======== The data
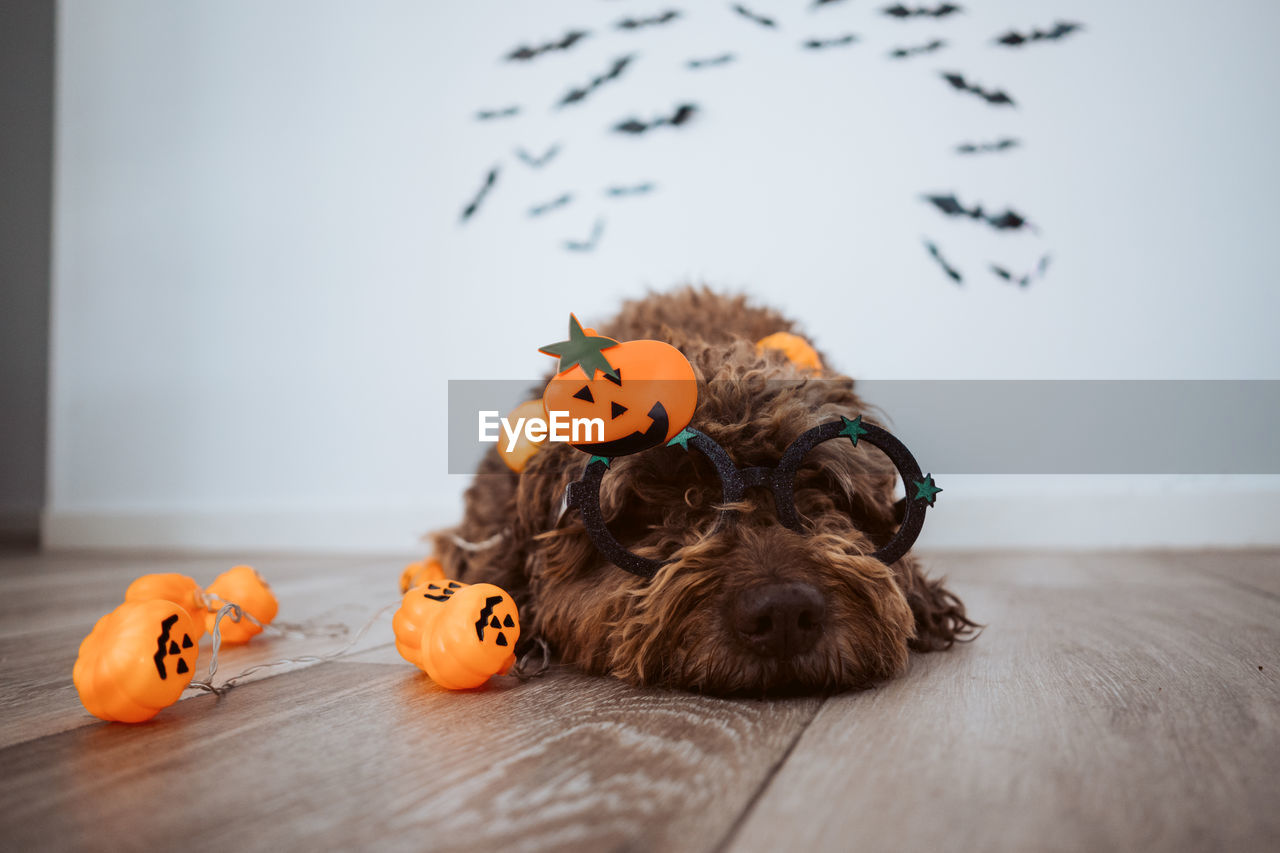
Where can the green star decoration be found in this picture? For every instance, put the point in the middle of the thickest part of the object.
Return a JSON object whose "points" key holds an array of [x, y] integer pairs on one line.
{"points": [[853, 428], [927, 491], [682, 438], [583, 350]]}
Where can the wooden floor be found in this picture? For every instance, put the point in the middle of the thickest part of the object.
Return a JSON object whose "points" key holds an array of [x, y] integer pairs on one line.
{"points": [[1116, 702]]}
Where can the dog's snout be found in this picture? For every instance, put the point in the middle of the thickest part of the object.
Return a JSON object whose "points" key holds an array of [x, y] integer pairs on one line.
{"points": [[778, 619]]}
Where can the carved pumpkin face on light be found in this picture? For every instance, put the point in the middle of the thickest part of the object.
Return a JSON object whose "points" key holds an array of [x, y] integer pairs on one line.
{"points": [[245, 587], [419, 606], [137, 660], [644, 392], [173, 587], [458, 634]]}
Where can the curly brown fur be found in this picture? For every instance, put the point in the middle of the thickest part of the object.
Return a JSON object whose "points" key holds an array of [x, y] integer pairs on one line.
{"points": [[676, 628]]}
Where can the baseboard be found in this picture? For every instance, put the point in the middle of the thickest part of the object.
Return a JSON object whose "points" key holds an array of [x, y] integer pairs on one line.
{"points": [[19, 527], [1203, 518], [333, 530]]}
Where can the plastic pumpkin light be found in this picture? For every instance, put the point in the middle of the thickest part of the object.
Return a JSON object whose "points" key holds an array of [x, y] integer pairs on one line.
{"points": [[644, 392], [173, 587], [798, 351], [245, 587], [137, 660], [458, 634]]}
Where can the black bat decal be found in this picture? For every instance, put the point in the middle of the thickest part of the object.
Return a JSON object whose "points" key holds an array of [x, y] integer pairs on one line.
{"points": [[1022, 281], [922, 12], [946, 268], [1061, 30], [616, 69], [1025, 279], [750, 16], [638, 190], [951, 206], [682, 114], [492, 178], [983, 147], [538, 163], [928, 48], [525, 53], [996, 97], [818, 44], [723, 59], [554, 204], [590, 242], [488, 115], [657, 21]]}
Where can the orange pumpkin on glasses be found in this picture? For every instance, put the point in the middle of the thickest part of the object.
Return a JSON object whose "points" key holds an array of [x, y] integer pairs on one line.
{"points": [[644, 392]]}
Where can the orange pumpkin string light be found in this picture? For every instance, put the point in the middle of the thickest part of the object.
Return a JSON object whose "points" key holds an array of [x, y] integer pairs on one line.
{"points": [[173, 587], [137, 661], [257, 606], [458, 634]]}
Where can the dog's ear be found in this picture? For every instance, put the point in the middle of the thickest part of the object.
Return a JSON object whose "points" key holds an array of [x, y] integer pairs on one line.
{"points": [[484, 547], [940, 615]]}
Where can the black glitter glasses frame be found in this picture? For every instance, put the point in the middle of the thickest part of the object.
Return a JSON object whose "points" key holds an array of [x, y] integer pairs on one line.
{"points": [[584, 495]]}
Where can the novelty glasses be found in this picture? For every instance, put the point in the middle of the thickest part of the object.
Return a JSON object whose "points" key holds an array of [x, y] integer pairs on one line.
{"points": [[920, 491]]}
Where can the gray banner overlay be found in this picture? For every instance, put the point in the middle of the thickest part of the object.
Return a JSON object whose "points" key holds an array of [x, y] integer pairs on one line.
{"points": [[1016, 427]]}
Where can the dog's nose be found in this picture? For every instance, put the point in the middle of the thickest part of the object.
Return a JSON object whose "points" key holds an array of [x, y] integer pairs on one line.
{"points": [[778, 619]]}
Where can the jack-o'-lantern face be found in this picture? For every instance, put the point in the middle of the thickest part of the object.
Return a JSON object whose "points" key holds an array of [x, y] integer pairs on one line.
{"points": [[472, 637], [137, 660], [643, 392], [419, 606], [456, 633]]}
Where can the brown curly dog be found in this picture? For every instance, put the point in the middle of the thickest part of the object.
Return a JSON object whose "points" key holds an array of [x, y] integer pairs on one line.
{"points": [[748, 607]]}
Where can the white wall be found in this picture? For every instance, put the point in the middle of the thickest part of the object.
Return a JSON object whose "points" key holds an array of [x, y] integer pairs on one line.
{"points": [[261, 286]]}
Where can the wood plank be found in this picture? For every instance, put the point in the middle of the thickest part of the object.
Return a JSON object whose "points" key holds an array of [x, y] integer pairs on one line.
{"points": [[49, 603], [1115, 702], [351, 756]]}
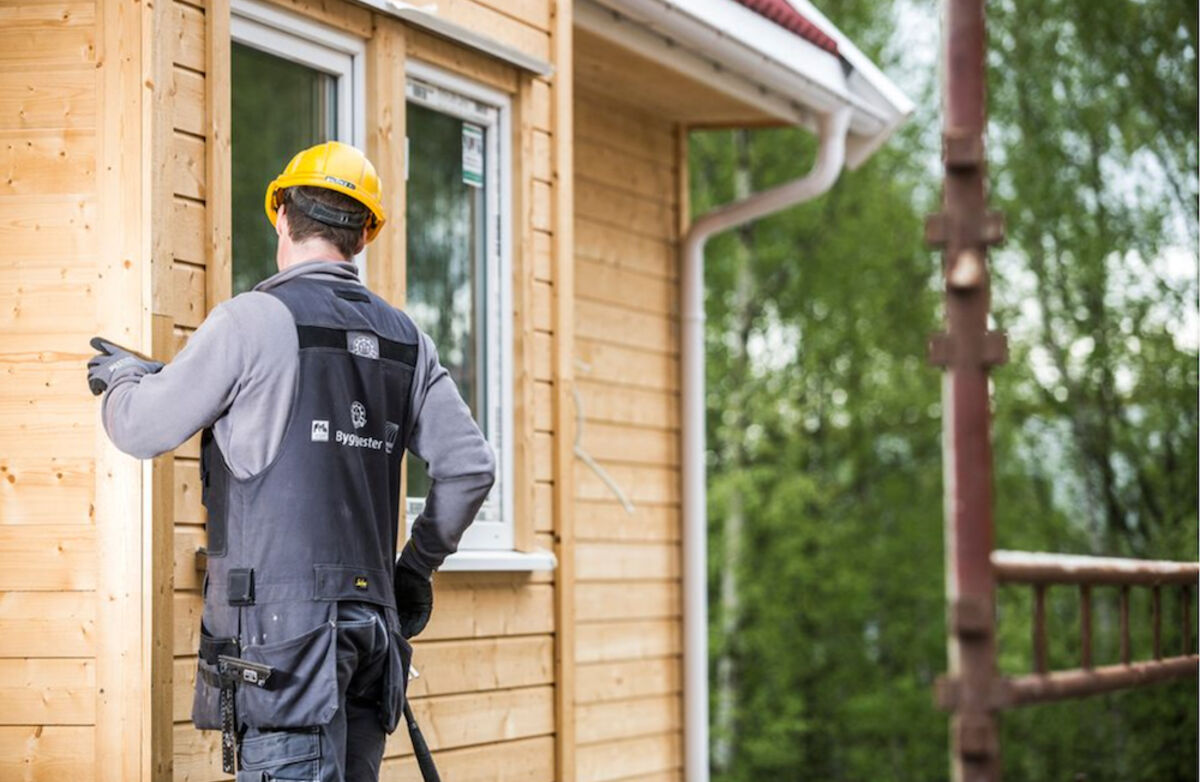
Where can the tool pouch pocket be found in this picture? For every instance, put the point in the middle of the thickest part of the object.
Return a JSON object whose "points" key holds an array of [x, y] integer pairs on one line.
{"points": [[303, 687], [207, 699], [395, 680]]}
================
## Brief
Give every item above as a numbered list, one line per entry, with blank lines dropped and the pictures omitted.

## Expected answer
1. Where can the green star decoration be found in this picture? For every instance, put the point in the middle of the thickest part of the object.
2. Return a JSON object whose "points" key holds an array of [x, y] integer pairs on one line.
3. {"points": [[853, 428], [927, 491], [682, 438], [583, 350]]}
4. Where can the wooden floor be found in this picture? For every instance, put the point in the middle of the thickest part of the object.
5. Return a JSON object whose "points" key holds an array of [x, y] integer pairs on one line.
6. {"points": [[1116, 702]]}
7. Where can the dog's snout be found in this picture? For every instance, put the point in the middle of the thickest part of the object.
8. Return a JSON object whose "points" key holds an array of [x, y] integer pairs on one line.
9. {"points": [[778, 619]]}
10. Where can the carved pumpkin face on light be found in this picture? For every instance, put the point in the middle of the thickest part of the object.
11. Return a JSON object whose "points" key holds an array of [x, y] integer pairs on one line.
12. {"points": [[245, 587], [419, 606], [137, 660], [644, 392], [173, 587], [458, 634]]}
13. Where can the curly brown fur be found in this picture? For every instance, put the point in the middle of the thickest part of the object.
14. Return a JSON object whose "points" key holds an array of [x, y] integer pairs on one line.
15. {"points": [[676, 628]]}
16. Where can the baseboard be found in this picture? For every instance, put the point in the middle of the thickest part of the object.
17. Return a JSON object whose "points" key holds an array of [x, y] integer pairs on one line.
18. {"points": [[19, 527], [1203, 518], [333, 530]]}
19. Where can the plastic pumpkin light be found in this picture? For every instance, put the point in the middle of the thickest part of the object.
20. Return a JSON object whose "points" key holds an array of [x, y] integer pairs on one line.
21. {"points": [[644, 392], [173, 587], [798, 351], [245, 587], [137, 660], [458, 634]]}
22. Where can the black bat decal be found in this picture? For every instance, put the point in the middle of the thickest part of the object.
23. Return a JSON object whose "points" key holds an array of [x, y] integer pairs on one line.
24. {"points": [[1022, 281], [922, 12], [946, 268], [1061, 30], [616, 69], [1025, 279], [750, 16], [638, 190], [951, 206], [682, 114], [492, 178], [983, 147], [538, 163], [928, 48], [525, 53], [996, 97], [818, 44], [723, 59], [554, 204], [590, 242], [488, 115], [657, 21]]}
25. Where can the orange pumpkin on glasses be found in this picture? For every instance, put the point in the middle of the thickest part of the object.
26. Return a JSON object whose "points" key holds an array of [x, y] integer pairs on one line.
27. {"points": [[644, 392]]}
28. Where can the orange pumpkin string light be found in this picture? For every instance, put the point in the middle of the thickest part of the object.
29. Return a JSON object whose "points" key holds an array of [x, y] integer pairs on one line.
30. {"points": [[173, 587], [137, 661], [257, 606], [458, 634]]}
31. Where can the dog's ear be found in this picture? For every instance, put the point in the middle of the thickest part of the object.
32. Return a JSON object whose "points" key holds an array of [x, y] integer pairs on one line.
33. {"points": [[484, 547], [940, 615]]}
34. Where can the black glitter glasses frame be found in this picture? For every instance, put the point in the middle of the thickest part of the object.
35. Return a JSON object whose "points" key holds an array of [x, y] integer pairs on one line.
36. {"points": [[584, 495]]}
37. Where can the novelty glasses be found in this picture? For every instance, put the point in the middle of the thickest part of the object.
38. Return a JSON object whose "points" key holds an array of [x, y] integer pairs on one line.
39. {"points": [[920, 491]]}
40. Where can the gray banner overlay be found in this picture? For every instance, put the point in the middle of the thickest part of the object.
41. Return a JSON object whose "points" key holds an array of [x, y] integer pairs on one line.
42. {"points": [[1016, 427]]}
43. Where can the dog's nose be found in this picture? For every instance, put the point in the middle of the thickest part of the object.
44. Return a JSON object whose "points" key holds an array of [x, y] integer pairs on one line.
45. {"points": [[778, 619]]}
46. Where can the jack-o'-lantern face be found in this picture? For every instance, put the point in the middle of the thickest part of the object.
47. Return a JSON object whose "points" key holds an array of [x, y] integer pairs on one line.
48. {"points": [[472, 637], [137, 660], [643, 392], [419, 606], [456, 633]]}
49. Where can the brown curly dog be found in this picture? For every instance, put the point in the middle of the thickest part of the object.
50. Return a JSON object whose "points" key holds an array of [x, y] integer pairs on one line.
51. {"points": [[748, 607]]}
52. Where can the white wall be found in this picture? For every instance, put the point in the middle of the thickest part of the object.
53. Return a JSON object whose "points" key holds an array of [x, y] integer pairs on one line.
54. {"points": [[261, 286]]}
55. Where can the wood plank be found in this picture? For every instance, put the point in the middle of the thickest part of the object.
56. Return a JSON object whose "points" key holds an array of [x, y] integer pairs on one line.
57. {"points": [[49, 603], [1115, 702], [351, 756]]}
58. Where can the tool pouch pocket be found in this picture? For every instance, put the point in the middle of the thickest part of the object.
59. Return a JSON object whose "points" key holds an array of [x, y] integer pairs on one line.
60. {"points": [[303, 687], [207, 699], [395, 680]]}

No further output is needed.